## Records shown
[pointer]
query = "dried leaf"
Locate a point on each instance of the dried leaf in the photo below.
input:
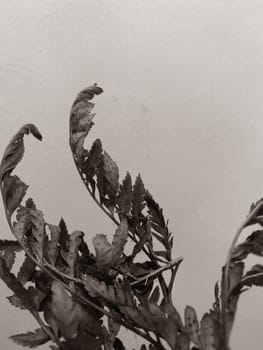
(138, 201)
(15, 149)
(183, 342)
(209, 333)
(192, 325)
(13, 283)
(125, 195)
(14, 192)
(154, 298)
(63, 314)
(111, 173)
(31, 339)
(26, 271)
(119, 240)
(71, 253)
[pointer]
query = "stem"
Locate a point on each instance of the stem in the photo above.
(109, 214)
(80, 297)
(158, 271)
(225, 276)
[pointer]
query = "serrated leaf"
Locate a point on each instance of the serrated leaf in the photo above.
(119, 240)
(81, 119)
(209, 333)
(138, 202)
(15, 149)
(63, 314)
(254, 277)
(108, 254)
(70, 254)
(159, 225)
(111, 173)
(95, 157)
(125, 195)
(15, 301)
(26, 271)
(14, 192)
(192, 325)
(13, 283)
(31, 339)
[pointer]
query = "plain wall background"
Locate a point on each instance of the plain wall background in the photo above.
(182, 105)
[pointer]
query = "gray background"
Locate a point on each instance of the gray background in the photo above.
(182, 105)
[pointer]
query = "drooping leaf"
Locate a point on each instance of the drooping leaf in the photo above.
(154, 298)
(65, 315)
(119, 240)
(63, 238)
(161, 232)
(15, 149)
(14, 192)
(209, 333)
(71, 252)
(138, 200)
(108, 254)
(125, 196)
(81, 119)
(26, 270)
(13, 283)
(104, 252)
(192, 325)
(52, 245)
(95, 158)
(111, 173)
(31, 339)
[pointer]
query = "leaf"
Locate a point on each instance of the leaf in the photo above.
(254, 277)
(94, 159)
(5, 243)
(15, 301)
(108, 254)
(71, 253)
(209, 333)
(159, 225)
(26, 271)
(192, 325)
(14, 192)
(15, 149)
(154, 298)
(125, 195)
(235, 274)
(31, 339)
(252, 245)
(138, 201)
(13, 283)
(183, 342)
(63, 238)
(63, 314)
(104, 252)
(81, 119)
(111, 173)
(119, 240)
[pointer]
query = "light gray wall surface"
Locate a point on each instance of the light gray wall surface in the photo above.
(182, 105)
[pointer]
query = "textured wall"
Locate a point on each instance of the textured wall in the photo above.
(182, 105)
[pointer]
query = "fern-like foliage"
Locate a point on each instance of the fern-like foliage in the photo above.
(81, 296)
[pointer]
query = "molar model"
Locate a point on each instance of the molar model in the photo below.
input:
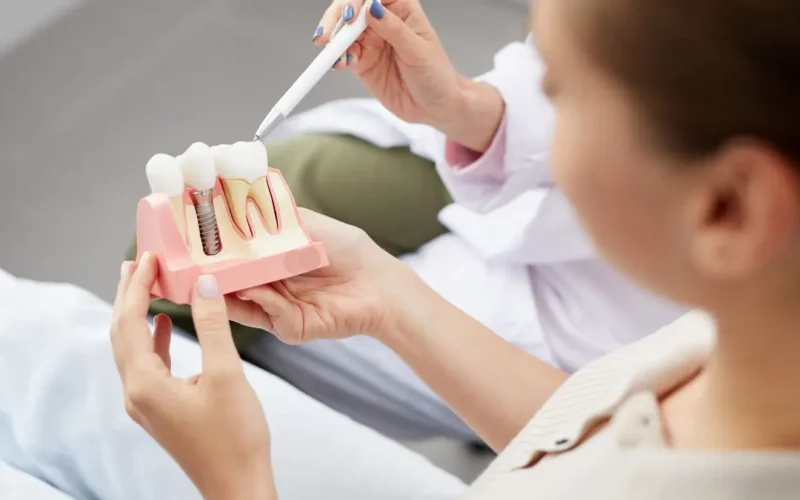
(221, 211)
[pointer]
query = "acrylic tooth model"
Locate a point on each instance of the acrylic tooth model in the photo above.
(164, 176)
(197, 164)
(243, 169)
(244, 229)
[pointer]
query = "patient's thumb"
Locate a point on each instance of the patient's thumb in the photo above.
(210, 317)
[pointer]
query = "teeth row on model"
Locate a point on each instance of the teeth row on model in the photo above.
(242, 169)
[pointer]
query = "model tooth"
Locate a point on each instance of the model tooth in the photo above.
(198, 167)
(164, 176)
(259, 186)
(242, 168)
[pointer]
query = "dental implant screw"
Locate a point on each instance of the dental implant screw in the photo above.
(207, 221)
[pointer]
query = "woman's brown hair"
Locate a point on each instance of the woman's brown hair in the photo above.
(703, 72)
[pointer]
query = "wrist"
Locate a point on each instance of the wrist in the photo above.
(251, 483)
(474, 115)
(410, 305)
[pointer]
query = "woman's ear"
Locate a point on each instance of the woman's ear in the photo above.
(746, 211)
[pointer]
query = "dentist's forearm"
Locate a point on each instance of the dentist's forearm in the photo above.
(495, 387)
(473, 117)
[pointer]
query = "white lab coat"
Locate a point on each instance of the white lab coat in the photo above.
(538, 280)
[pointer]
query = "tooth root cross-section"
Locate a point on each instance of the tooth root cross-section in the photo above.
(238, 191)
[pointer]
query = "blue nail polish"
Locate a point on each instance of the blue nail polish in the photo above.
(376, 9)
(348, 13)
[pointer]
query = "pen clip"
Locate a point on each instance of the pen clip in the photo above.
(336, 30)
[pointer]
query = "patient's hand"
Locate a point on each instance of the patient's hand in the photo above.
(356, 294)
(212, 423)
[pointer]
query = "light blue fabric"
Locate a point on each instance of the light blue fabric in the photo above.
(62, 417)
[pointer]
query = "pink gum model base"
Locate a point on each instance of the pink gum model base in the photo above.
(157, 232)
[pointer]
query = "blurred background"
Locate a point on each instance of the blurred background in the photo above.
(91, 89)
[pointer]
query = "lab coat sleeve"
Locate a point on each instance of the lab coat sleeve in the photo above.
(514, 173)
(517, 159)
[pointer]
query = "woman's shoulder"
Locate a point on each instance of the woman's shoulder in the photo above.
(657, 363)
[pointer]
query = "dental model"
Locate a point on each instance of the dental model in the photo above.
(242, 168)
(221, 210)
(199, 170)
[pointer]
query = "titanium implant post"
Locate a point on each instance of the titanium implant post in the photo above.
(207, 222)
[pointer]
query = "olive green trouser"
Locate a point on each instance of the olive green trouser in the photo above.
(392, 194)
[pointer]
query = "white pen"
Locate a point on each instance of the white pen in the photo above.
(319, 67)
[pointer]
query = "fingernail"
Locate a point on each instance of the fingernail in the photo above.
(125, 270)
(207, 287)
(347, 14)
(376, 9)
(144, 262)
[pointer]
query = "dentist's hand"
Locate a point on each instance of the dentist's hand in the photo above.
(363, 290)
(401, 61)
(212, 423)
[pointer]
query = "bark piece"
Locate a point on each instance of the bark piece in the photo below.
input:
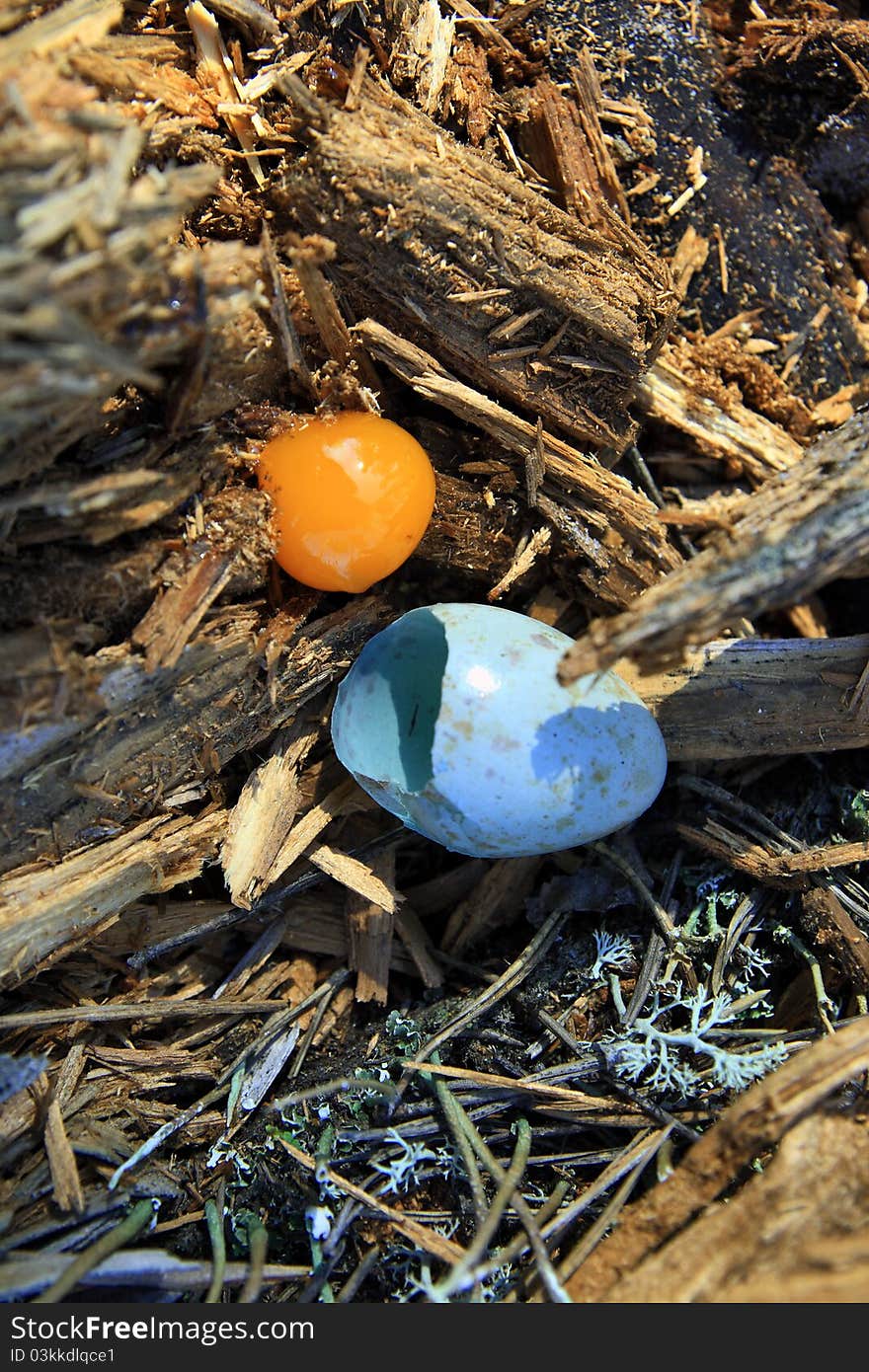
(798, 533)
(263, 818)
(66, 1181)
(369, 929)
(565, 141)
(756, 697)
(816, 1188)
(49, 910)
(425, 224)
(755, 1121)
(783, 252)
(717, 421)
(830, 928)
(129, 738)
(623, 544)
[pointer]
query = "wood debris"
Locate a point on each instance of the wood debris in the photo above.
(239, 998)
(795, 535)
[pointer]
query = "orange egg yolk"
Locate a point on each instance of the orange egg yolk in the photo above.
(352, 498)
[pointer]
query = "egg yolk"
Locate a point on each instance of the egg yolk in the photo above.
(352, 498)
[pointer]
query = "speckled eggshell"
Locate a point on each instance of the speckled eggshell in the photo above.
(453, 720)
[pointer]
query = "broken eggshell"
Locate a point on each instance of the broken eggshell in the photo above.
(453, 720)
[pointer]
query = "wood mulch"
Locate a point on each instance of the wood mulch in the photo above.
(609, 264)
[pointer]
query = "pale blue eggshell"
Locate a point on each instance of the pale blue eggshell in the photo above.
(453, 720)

## The task
Looking through the records, copy out every line in which the word "dried" is found.

## Result
query = "dried leaf"
Locate a point on each instance of the dried leaf in the photo below.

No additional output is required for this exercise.